** START OF TEXT PASSAGE **

The closely-watched trial of a Canadian businessman accused of espionage has ended in China with no verdict.
It is the latest development in what has turned into a diplomatic spat between China and the US and Canada.
Michael Spavor was arrested two years ago along with fellow Canadian and former diplomat Michael Kovrig.
The detentions came days after Canada detained Meng Wanzhou, a senior executive at Chinese tech giant Huawei, on a US warrant.
Canada has accused China of conducting “hostage diplomacy”. Beijing denies the cases are linked.
Mr Spavor’s trial, which took place in the northern Chinese city of Dandong on Friday morning, appeared to have lasted just two hours. It is not unusual for some trials in China to take place swiftly.
He appeared in court to face charges of “spying and illegal provision of state secrets abroad”, according to a statement from the court, which also said it would set a later date for the verdict.
As the trial took place, a group of foreign diplomats gathered outside the court, all of whom were denied entry. Among them was the charge d’affaires of the Canadian embassy in China, Jim Nickel, who told reporters that it was a breach of international law to bar them from the trial.
He added that Canadian diplomats were also refused access to Mr Spavor before his trial, and that they were “disappointed by the lack of transparency and the lack of access”.
Canadian Prime Minister Justin Trudeau on Friday called the closed-door proceedings “completely unacceptable”.
“Their arbitrary detention is completely unacceptable, as is the lack of transparency around these court proceedings,” Mr Trudeau told reporters at a news conference.

** END OF TEXT PASSAGE **

EXERCISE A ->
State only how many lines of the records contain the word "vegetation".
The news article and the records are unrelated to each other.

** START OF SUPPLIED DATA **

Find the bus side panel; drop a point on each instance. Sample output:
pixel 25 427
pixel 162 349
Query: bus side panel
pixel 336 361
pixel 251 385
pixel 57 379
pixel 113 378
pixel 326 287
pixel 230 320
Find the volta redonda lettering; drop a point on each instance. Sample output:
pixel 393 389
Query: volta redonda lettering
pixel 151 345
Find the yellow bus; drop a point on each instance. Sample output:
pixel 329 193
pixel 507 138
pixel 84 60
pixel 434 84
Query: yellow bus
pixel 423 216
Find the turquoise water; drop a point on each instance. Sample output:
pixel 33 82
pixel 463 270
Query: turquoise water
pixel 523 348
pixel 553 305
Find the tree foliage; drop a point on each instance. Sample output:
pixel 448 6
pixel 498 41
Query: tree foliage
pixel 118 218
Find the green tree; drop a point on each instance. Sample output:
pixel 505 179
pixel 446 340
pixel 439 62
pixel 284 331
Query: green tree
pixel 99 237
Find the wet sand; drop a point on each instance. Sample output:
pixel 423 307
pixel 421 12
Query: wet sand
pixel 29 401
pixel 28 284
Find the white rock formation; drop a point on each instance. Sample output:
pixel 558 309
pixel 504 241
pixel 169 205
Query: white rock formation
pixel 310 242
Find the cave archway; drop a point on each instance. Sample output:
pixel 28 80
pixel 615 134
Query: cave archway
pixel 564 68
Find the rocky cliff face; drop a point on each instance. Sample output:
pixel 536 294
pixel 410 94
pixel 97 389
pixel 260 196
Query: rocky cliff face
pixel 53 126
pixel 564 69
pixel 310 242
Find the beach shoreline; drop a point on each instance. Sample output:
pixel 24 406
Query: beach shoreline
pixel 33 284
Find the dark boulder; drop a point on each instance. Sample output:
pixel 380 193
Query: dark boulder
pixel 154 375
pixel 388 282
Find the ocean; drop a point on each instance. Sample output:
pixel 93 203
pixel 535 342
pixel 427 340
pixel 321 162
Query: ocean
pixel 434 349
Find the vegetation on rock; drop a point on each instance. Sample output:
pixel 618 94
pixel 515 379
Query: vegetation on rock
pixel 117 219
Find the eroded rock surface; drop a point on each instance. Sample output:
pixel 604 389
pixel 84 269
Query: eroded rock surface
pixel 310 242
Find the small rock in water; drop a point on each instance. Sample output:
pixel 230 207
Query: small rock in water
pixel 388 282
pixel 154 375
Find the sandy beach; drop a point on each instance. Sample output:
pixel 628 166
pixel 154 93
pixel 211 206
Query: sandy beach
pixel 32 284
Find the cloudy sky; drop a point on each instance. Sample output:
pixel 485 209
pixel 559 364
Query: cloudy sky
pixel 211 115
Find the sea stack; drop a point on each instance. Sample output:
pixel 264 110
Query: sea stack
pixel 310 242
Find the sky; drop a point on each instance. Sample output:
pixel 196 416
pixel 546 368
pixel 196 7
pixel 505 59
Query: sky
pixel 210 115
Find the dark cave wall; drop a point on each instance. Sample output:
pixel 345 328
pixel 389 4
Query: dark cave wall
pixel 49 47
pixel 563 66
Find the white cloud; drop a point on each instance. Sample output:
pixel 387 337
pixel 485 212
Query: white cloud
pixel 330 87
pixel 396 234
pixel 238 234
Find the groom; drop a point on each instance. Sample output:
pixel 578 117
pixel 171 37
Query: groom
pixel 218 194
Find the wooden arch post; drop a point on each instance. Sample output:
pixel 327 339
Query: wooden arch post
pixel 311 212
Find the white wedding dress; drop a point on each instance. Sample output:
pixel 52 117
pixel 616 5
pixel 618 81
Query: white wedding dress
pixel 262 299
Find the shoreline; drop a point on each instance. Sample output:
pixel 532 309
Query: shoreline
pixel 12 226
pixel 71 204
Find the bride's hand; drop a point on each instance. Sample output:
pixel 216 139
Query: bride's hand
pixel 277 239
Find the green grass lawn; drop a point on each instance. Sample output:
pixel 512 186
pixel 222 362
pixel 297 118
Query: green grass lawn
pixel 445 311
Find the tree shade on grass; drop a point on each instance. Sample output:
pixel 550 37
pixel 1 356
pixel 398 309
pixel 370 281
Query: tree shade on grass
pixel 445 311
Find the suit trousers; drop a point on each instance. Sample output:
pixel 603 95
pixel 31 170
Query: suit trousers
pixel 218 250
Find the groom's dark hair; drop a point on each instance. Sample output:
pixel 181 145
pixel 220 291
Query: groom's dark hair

** END OF SUPPLIED DATA **

EXERCISE B ->
Write the next part of the news article on Michael Spavor's espionage trial, picking up after its last sentence.

RESPONSE A ->
2

RESPONSE B ->
The court statement said Friday’s hearing was closed to the public as the case involved state secrets.
The charge d’affaires of the US embassy in Canada, Katherine Brucker, said in a statement that US officials were “deeply alarmed” by the trials and “lack of minimum procedural protections” for the two Canadians.
“The practice of arbitrary detention to exercise leverage over foreign governments is completely unacceptable – human beings should never be used as bargaining chips.”
Mr Kovrig is due to go on trial next week. Both Canadians have been held in prison since their arrest in December 2018.
They were formally indicted in June last year, and face lengthy jail terms if found guilty.
Mr Spavor is a founding member of the Paektu Cultural Exchange, an organisation which facilitates international business and cultural ties with North Korea.
Mr Kovrig worked for the International Crisis Group think tank.
US President Joe Biden has publicly supported calls for the two men’s release and has pledged to work with Canadian Prime Minister Justin Trudeau to ensure “their safe return”.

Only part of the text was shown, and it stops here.